| Your goal |
Filter the entries for the word "wall". Copy each line in which it occurs.

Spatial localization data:
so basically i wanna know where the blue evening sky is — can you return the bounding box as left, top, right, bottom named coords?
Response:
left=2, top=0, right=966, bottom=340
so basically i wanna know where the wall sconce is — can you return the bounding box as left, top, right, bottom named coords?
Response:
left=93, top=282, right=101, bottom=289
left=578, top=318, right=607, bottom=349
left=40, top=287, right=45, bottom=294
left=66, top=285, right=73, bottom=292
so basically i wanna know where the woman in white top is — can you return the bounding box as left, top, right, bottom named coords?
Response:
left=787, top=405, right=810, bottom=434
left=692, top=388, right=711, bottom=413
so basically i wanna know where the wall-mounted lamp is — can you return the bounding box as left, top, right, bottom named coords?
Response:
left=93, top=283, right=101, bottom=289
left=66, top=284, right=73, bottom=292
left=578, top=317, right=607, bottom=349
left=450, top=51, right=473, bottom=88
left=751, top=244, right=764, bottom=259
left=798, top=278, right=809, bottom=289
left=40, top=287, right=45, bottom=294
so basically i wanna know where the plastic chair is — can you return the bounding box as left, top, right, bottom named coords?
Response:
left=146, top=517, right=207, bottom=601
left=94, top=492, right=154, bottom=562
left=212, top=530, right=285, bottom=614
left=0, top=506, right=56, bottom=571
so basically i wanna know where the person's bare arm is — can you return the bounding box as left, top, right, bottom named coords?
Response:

| Result of the exercise |
so basically i wanna know where the wall sconce is — can you return the bounding box as left, top, right, bottom named coords?
so basically i wanna know where the wall-mounted lamp is — can you return the bounding box as left, top, right, bottom named coords?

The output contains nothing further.